──────── EXCERPTED RECORDS

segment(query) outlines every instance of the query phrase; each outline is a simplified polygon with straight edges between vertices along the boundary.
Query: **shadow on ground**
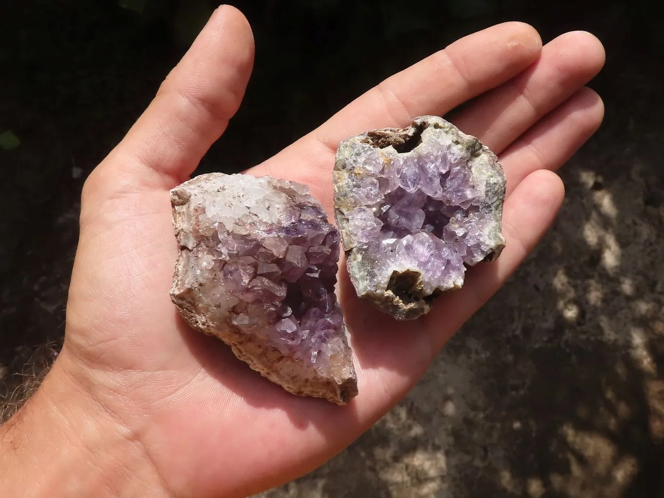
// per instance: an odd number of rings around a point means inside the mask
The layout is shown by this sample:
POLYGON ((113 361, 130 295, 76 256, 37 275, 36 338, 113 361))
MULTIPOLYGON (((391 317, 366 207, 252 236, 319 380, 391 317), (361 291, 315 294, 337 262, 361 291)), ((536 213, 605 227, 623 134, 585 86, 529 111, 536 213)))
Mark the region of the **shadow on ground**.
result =
MULTIPOLYGON (((664 496, 661 20, 645 0, 479 3, 493 7, 454 25, 441 21, 448 11, 396 2, 243 6, 256 70, 201 172, 260 162, 382 77, 498 21, 528 21, 545 39, 589 29, 608 52, 593 84, 606 124, 562 173, 567 201, 538 250, 406 400, 327 465, 264 497, 664 496), (362 43, 380 50, 359 54, 362 43), (250 150, 248 129, 261 137, 250 150)), ((0 214, 5 401, 21 380, 13 374, 27 365, 32 375, 52 357, 39 347, 61 340, 83 179, 183 50, 182 33, 159 19, 112 1, 62 4, 35 2, 35 14, 15 2, 0 18, 0 132, 21 140, 0 150, 12 207, 0 214)))

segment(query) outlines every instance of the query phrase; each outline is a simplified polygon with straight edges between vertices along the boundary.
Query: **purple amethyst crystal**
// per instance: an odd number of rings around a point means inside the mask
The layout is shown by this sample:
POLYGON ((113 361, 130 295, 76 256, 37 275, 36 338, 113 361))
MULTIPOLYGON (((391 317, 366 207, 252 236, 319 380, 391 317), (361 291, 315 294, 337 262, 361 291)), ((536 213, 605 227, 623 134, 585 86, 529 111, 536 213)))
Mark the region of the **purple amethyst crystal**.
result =
POLYGON ((357 394, 335 295, 339 235, 303 185, 201 175, 171 191, 181 245, 171 297, 195 329, 287 390, 357 394))
POLYGON ((358 295, 398 319, 497 258, 505 180, 498 158, 437 116, 341 142, 335 210, 358 295))

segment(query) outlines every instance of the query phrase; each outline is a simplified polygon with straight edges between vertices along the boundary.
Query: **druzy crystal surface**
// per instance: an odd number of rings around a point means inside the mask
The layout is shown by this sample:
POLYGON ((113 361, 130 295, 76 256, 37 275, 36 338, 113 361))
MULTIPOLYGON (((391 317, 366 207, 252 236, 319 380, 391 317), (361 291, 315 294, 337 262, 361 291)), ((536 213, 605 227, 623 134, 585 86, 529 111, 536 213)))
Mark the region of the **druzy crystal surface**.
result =
POLYGON ((355 396, 335 295, 339 234, 308 189, 210 173, 171 199, 181 245, 171 296, 189 324, 291 392, 355 396))
POLYGON ((398 319, 499 256, 505 181, 497 157, 436 116, 343 141, 335 208, 359 295, 398 319))

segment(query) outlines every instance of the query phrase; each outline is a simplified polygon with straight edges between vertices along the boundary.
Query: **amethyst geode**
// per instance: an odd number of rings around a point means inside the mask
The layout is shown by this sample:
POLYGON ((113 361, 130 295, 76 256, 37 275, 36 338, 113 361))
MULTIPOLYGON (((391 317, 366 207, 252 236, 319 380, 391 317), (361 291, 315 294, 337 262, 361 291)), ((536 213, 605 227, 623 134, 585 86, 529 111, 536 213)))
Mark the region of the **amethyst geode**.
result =
POLYGON ((335 295, 339 235, 303 185, 210 173, 171 191, 171 297, 287 390, 343 404, 357 382, 335 295))
POLYGON ((495 155, 437 116, 341 142, 335 209, 359 295, 398 319, 497 258, 505 180, 495 155))

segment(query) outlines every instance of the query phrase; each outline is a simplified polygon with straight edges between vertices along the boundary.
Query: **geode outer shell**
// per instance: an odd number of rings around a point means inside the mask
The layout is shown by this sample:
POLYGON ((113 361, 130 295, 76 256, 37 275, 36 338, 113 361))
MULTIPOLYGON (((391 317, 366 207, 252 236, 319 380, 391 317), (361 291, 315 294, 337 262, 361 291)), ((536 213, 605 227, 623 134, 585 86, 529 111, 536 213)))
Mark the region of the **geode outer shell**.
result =
POLYGON ((181 246, 171 297, 193 328, 296 394, 357 394, 334 293, 339 236, 297 183, 210 173, 171 191, 181 246))
POLYGON ((417 318, 460 288, 467 266, 496 259, 505 179, 498 158, 438 116, 341 142, 335 210, 358 295, 417 318))

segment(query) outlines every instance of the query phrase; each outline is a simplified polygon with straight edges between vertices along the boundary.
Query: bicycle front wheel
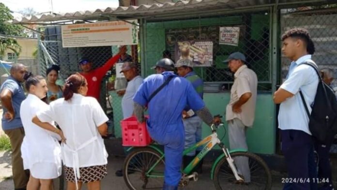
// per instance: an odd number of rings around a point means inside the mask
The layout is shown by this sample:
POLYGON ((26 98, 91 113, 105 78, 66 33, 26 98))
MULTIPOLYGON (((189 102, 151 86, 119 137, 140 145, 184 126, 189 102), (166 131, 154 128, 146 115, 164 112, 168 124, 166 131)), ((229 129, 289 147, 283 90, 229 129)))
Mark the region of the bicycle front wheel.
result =
POLYGON ((129 189, 162 189, 165 163, 164 158, 160 159, 162 156, 149 147, 136 148, 129 154, 124 162, 123 175, 129 189))
POLYGON ((249 152, 230 154, 238 174, 245 182, 238 181, 225 157, 215 166, 213 182, 217 190, 270 190, 272 174, 269 168, 258 156, 249 152))

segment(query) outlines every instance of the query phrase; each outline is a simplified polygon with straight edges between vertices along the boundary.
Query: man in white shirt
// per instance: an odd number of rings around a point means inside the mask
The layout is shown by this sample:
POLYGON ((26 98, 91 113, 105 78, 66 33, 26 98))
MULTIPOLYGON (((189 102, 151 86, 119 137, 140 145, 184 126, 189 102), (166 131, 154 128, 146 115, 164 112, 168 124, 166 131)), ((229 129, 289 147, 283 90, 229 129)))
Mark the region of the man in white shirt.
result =
MULTIPOLYGON (((230 89, 230 100, 226 111, 226 120, 228 123, 228 135, 231 149, 248 150, 245 131, 251 127, 255 115, 255 105, 258 88, 258 77, 245 64, 245 57, 236 52, 230 55, 223 63, 234 74, 234 83, 230 89)), ((235 159, 240 174, 245 182, 250 182, 250 171, 247 158, 235 159)))
POLYGON ((285 184, 283 189, 316 190, 313 141, 309 130, 309 118, 299 93, 302 91, 311 112, 310 105, 316 95, 318 77, 313 68, 301 63, 310 62, 316 64, 311 60, 315 46, 308 31, 303 29, 287 31, 282 40, 282 53, 292 61, 286 80, 274 97, 274 102, 280 104, 278 128, 290 182, 285 184), (300 179, 306 180, 298 183, 300 179))
MULTIPOLYGON (((121 73, 123 73, 124 76, 128 81, 125 94, 122 99, 122 109, 123 111, 124 119, 131 117, 133 114, 134 102, 132 100, 138 88, 143 83, 143 78, 138 74, 137 66, 132 62, 124 62, 122 66, 121 73)), ((126 153, 126 150, 124 148, 126 153)), ((116 175, 123 176, 122 170, 116 172, 116 175)))

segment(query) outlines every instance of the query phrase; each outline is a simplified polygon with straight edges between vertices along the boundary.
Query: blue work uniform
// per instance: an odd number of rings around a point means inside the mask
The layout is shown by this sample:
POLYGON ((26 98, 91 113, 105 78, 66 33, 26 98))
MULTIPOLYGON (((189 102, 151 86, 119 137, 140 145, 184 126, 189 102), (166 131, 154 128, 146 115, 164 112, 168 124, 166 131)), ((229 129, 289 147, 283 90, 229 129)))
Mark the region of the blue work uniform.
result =
POLYGON ((205 107, 191 82, 167 71, 145 79, 135 95, 134 101, 146 105, 151 94, 169 76, 175 77, 148 103, 150 118, 147 121, 151 138, 164 146, 164 190, 177 190, 182 176, 180 168, 185 138, 182 112, 186 105, 194 111, 205 107))

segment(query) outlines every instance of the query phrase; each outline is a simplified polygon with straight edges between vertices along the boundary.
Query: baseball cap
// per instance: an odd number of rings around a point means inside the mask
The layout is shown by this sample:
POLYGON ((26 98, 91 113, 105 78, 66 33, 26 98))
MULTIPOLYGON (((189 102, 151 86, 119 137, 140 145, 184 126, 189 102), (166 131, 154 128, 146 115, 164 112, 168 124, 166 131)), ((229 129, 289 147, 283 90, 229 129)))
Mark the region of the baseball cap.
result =
POLYGON ((121 72, 120 72, 120 73, 131 69, 131 68, 136 68, 137 67, 137 66, 136 65, 136 64, 132 62, 124 62, 123 65, 122 65, 122 67, 121 68, 121 72))
POLYGON ((81 59, 78 62, 78 64, 87 64, 89 63, 90 63, 91 62, 89 61, 89 59, 87 58, 83 58, 81 59))
POLYGON ((242 53, 237 51, 230 55, 230 56, 228 56, 228 58, 227 58, 226 60, 222 62, 222 63, 228 63, 230 62, 230 61, 233 60, 240 60, 244 62, 245 62, 245 55, 242 53))
POLYGON ((174 68, 174 63, 173 61, 168 58, 162 59, 158 61, 155 65, 151 67, 151 69, 154 69, 157 67, 165 68, 167 69, 173 70, 174 68))
POLYGON ((180 67, 182 66, 193 67, 193 62, 188 59, 182 59, 178 60, 177 63, 174 64, 175 67, 180 67))

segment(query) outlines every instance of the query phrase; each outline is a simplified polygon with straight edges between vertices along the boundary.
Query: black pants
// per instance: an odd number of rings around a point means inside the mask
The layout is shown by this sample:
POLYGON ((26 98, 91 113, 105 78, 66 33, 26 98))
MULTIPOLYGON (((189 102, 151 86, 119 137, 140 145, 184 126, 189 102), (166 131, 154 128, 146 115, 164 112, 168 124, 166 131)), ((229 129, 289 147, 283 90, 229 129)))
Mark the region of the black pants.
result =
POLYGON ((317 190, 315 180, 317 172, 311 136, 298 130, 281 130, 281 137, 288 172, 283 190, 317 190))
POLYGON ((331 166, 329 159, 331 144, 322 144, 317 141, 315 141, 315 150, 318 155, 318 178, 322 180, 323 188, 322 190, 332 189, 331 166))

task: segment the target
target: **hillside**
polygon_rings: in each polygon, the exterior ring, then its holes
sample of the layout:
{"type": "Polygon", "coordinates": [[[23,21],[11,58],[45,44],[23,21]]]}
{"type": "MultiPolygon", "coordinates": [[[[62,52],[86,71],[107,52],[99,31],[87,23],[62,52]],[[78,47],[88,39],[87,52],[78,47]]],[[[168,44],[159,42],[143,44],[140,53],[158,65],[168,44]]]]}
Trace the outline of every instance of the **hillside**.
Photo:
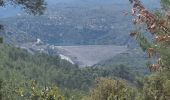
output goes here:
{"type": "Polygon", "coordinates": [[[7,82],[20,84],[36,80],[41,85],[56,84],[60,88],[85,91],[98,77],[117,77],[131,82],[135,79],[135,73],[126,66],[121,67],[127,70],[115,70],[119,65],[112,68],[79,68],[59,56],[31,55],[26,50],[9,45],[1,45],[0,49],[0,79],[7,82]]]}

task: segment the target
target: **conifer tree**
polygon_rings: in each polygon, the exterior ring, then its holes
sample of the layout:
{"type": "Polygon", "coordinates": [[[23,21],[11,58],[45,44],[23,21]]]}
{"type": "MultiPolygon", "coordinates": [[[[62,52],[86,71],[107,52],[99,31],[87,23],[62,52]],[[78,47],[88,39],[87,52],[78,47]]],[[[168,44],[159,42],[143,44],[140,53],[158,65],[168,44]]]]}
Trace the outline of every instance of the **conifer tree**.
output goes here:
{"type": "Polygon", "coordinates": [[[170,0],[161,0],[163,10],[156,13],[147,10],[140,0],[131,3],[139,30],[130,35],[152,58],[148,66],[152,74],[144,81],[144,100],[170,100],[170,0]]]}

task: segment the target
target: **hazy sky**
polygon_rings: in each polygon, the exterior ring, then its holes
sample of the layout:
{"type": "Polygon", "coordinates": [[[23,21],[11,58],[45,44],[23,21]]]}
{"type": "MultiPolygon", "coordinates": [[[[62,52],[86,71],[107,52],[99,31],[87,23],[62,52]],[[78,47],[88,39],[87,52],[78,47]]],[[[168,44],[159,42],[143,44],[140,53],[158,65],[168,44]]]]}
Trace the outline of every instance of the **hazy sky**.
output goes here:
{"type": "MultiPolygon", "coordinates": [[[[142,0],[148,8],[157,8],[159,7],[159,0],[142,0]]],[[[127,4],[129,5],[128,0],[46,0],[49,6],[54,6],[57,3],[65,3],[70,6],[84,6],[84,5],[107,5],[107,4],[127,4]]],[[[129,5],[130,6],[130,5],[129,5]]],[[[0,18],[16,16],[20,14],[21,11],[19,8],[13,7],[0,7],[0,18]]]]}

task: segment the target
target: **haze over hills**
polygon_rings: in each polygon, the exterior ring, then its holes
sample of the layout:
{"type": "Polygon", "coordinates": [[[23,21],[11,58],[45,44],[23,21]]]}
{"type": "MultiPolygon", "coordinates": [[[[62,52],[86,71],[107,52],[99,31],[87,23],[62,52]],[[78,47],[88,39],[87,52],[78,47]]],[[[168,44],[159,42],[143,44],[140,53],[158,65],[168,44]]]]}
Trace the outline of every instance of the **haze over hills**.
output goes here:
{"type": "MultiPolygon", "coordinates": [[[[153,5],[150,6],[151,8],[159,7],[158,1],[144,0],[146,5],[151,2],[153,5]]],[[[11,8],[0,12],[0,14],[5,12],[4,17],[0,19],[6,28],[5,32],[1,32],[5,42],[19,46],[24,44],[28,50],[32,49],[33,45],[28,44],[35,43],[37,39],[42,40],[44,45],[56,46],[118,45],[137,47],[135,41],[128,34],[133,27],[131,16],[124,15],[125,12],[130,11],[128,0],[48,0],[47,3],[47,11],[42,16],[28,16],[20,13],[19,9],[11,10],[11,8]]],[[[44,48],[45,52],[51,52],[49,50],[51,49],[48,47],[44,48]]],[[[87,50],[90,52],[90,48],[87,50]]],[[[69,56],[72,60],[74,57],[80,57],[80,54],[75,56],[74,52],[70,54],[73,54],[69,56]]],[[[83,55],[82,53],[81,56],[83,55]]],[[[101,56],[100,53],[97,55],[101,56]]],[[[81,63],[86,60],[88,58],[81,63]]],[[[93,60],[95,63],[91,63],[96,64],[95,59],[93,60]]]]}

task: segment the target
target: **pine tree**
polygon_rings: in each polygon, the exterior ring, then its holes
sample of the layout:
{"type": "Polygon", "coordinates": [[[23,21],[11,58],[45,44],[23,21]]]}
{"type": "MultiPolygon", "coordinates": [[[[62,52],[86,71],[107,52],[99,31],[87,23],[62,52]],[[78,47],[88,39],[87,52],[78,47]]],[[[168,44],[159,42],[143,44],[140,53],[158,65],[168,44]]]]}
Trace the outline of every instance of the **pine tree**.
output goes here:
{"type": "Polygon", "coordinates": [[[156,13],[147,10],[140,0],[131,3],[139,30],[130,35],[152,59],[148,66],[152,74],[144,81],[144,100],[170,100],[170,0],[162,0],[164,9],[156,13]]]}

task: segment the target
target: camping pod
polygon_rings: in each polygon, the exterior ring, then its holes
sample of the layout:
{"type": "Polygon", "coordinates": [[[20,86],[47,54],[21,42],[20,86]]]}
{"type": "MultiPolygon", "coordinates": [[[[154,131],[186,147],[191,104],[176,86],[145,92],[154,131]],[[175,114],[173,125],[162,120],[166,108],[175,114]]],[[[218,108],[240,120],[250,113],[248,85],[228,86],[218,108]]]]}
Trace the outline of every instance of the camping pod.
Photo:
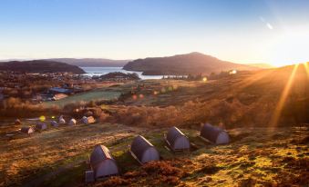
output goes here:
{"type": "Polygon", "coordinates": [[[157,149],[141,135],[139,135],[133,140],[130,153],[141,164],[150,161],[160,160],[160,154],[157,149]]]}
{"type": "Polygon", "coordinates": [[[22,124],[22,123],[20,122],[19,119],[16,119],[16,120],[15,121],[15,125],[18,125],[18,124],[22,124]]]}
{"type": "Polygon", "coordinates": [[[82,122],[83,123],[88,123],[87,117],[86,117],[86,116],[83,116],[83,117],[81,118],[81,122],[82,122]]]}
{"type": "Polygon", "coordinates": [[[83,122],[83,123],[94,123],[96,122],[95,118],[92,116],[89,117],[86,117],[84,116],[81,121],[83,122]]]}
{"type": "Polygon", "coordinates": [[[47,125],[44,123],[37,123],[36,125],[36,129],[38,131],[43,131],[47,129],[47,125]]]}
{"type": "Polygon", "coordinates": [[[69,123],[68,123],[68,125],[76,125],[77,124],[77,120],[72,118],[69,123]]]}
{"type": "Polygon", "coordinates": [[[66,123],[66,120],[63,118],[63,116],[61,115],[59,117],[59,124],[65,124],[66,123]]]}
{"type": "Polygon", "coordinates": [[[96,180],[118,174],[118,168],[109,150],[104,145],[96,145],[90,155],[90,166],[96,180]]]}
{"type": "Polygon", "coordinates": [[[28,133],[28,134],[30,134],[30,133],[35,133],[35,129],[33,127],[31,127],[31,126],[24,126],[24,127],[21,128],[20,132],[22,133],[28,133]]]}
{"type": "Polygon", "coordinates": [[[201,127],[200,135],[202,139],[216,144],[224,144],[230,142],[229,134],[224,130],[209,123],[205,123],[201,127]]]}
{"type": "Polygon", "coordinates": [[[56,121],[51,121],[50,125],[52,125],[53,127],[58,127],[59,126],[58,123],[57,123],[56,121]]]}
{"type": "Polygon", "coordinates": [[[171,127],[169,130],[165,141],[173,152],[190,151],[189,139],[177,127],[171,127]]]}

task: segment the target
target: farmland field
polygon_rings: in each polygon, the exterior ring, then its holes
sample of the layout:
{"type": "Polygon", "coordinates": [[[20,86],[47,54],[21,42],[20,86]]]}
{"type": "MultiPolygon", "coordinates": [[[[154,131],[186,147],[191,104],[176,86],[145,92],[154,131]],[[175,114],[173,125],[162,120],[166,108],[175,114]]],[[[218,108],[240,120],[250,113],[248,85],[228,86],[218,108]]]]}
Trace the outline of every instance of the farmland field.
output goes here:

────────────────

#### GIVEN INSTRUCTION
How many lines of the entries above contain the string "uniform"? Give only the number.

#### ANSWER TO THE PROBLEM
2